EXERCISE DESCRIPTION: The full listing, excluding its pictures, should be printed exactly as it stands.

INFORMATION:
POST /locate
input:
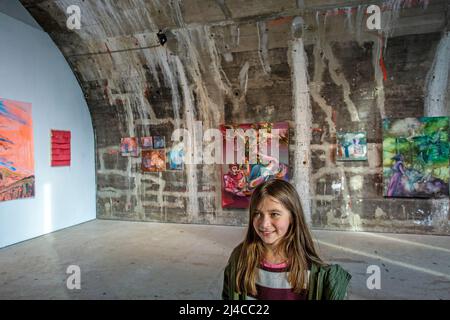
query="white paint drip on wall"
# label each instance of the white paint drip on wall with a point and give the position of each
(379, 89)
(316, 88)
(437, 80)
(339, 79)
(263, 52)
(191, 169)
(243, 77)
(302, 119)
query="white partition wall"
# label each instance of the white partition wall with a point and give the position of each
(33, 70)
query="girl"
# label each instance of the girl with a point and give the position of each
(277, 259)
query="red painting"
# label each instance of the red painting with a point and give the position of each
(60, 148)
(16, 150)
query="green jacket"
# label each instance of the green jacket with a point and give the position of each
(325, 282)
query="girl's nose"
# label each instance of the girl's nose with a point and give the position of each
(266, 222)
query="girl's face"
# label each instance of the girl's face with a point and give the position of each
(271, 220)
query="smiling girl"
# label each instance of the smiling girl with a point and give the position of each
(277, 260)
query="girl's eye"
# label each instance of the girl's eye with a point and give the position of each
(275, 214)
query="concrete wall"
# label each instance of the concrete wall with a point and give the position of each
(33, 70)
(245, 61)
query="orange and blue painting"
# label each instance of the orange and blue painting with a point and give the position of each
(16, 150)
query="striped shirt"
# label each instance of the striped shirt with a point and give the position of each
(273, 284)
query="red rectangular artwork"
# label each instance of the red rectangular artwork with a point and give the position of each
(60, 148)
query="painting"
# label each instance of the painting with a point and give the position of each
(176, 159)
(146, 142)
(416, 157)
(159, 142)
(129, 147)
(351, 146)
(153, 160)
(16, 150)
(240, 178)
(60, 143)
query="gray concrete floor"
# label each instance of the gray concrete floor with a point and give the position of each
(136, 260)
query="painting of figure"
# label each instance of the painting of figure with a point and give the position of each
(265, 156)
(153, 160)
(416, 157)
(351, 146)
(129, 147)
(16, 150)
(146, 142)
(176, 159)
(159, 142)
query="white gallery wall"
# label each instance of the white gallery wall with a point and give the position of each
(33, 70)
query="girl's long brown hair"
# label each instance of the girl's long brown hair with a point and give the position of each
(297, 244)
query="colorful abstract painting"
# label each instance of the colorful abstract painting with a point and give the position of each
(272, 159)
(146, 142)
(16, 150)
(60, 141)
(416, 157)
(129, 147)
(159, 142)
(176, 159)
(351, 146)
(153, 160)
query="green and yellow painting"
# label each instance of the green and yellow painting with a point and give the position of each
(416, 157)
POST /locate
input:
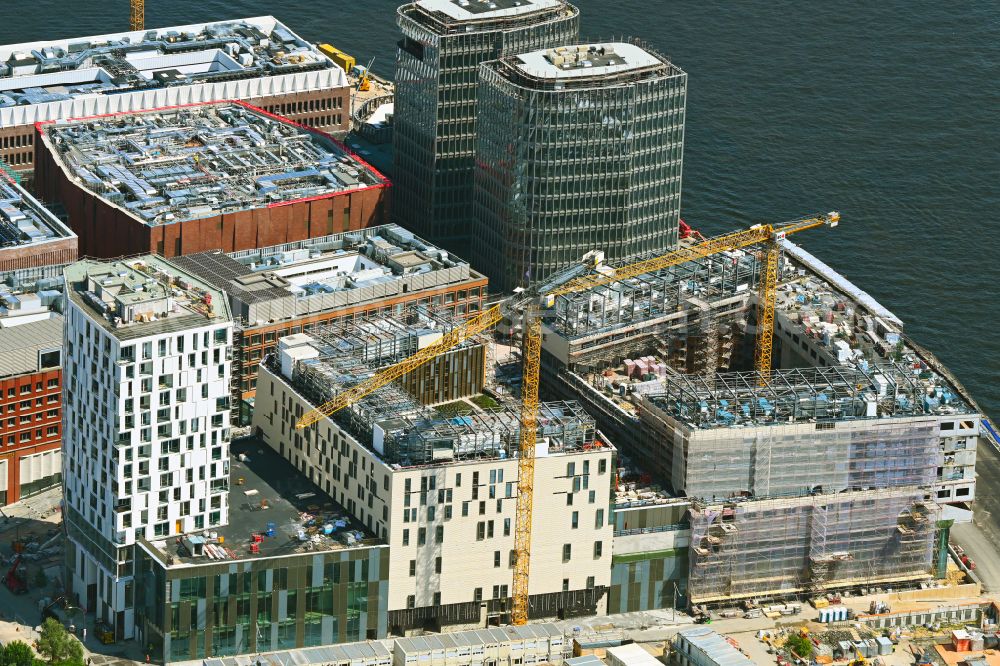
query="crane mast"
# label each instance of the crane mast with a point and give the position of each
(766, 235)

SOLVED EXERCISE:
POST /locate
input:
query="white paint drip on wall"
# label each instance of the white paint drip on wall with a point and give the position of each
(379, 89)
(316, 88)
(437, 80)
(339, 79)
(263, 52)
(191, 169)
(243, 77)
(302, 119)
query="white partition wall"
# label each instance of the white partition wall with a point and give the position of each
(33, 70)
query="girl"
# label each instance of the girl with a point and give the position of each
(277, 259)
query="red painting"
# label each instance of the red painting with a point and give the position of each
(60, 148)
(16, 150)
query="green jacket"
# label each instance of the green jacket with a point and give the position of each
(325, 282)
query="girl's nose"
# label each instance of the girl's nose with a point and give the position of each
(266, 222)
query="girl's face"
# label each instance of the girl's face with a point and give the position of each
(271, 220)
query="smiling girl"
# label each instance of the smiling girl with a point and give the position of each
(277, 260)
query="girl's eye"
# label each instance of the girl's eye with a point and give the position of each
(275, 214)
query="concrete wall"
# label each instance of the concrete wall with a point and give the position of each
(33, 70)
(245, 61)
query="orange and blue painting"
# label each instance of the orange and blue painting with a point and give the position of each
(16, 150)
query="striped shirt"
# label each instance of the striped shirt with a point and give the position of each
(273, 284)
query="red rectangular artwork"
# label each instance of the red rectangular artwork with a point and give the position of each
(60, 148)
query="painting"
# label each instance of the painting with a point and give the position of each
(176, 159)
(146, 142)
(416, 157)
(159, 142)
(129, 147)
(351, 146)
(153, 160)
(16, 150)
(240, 178)
(60, 143)
query="gray concrete floor"
# label each instance of the gray concrete floor with a point and give the position of each
(136, 260)
query="painting of figure"
# label each instance of the painting of figure with a point and give the position of each
(265, 156)
(153, 160)
(416, 157)
(351, 146)
(129, 147)
(16, 150)
(146, 142)
(176, 159)
(159, 142)
query="white gallery wall"
# label each instance of the white gallery wall with a point and give the position of each
(33, 70)
query="girl's long brown hair"
# label each instance of the girl's long brown hair with a point and give the position of each
(297, 244)
query="colorful abstract painting"
# label each instance of the colorful abstract painting with a point and give the position of each
(272, 159)
(146, 142)
(16, 150)
(60, 141)
(416, 157)
(129, 147)
(159, 142)
(176, 159)
(351, 146)
(153, 160)
query="green and yellow painting"
# label each instance of the green and yellow painting with a point and give the position of each
(416, 157)
POST /locate
input:
query="crane mast"
# label each instance of the crane mast with a point and give the position of each
(766, 235)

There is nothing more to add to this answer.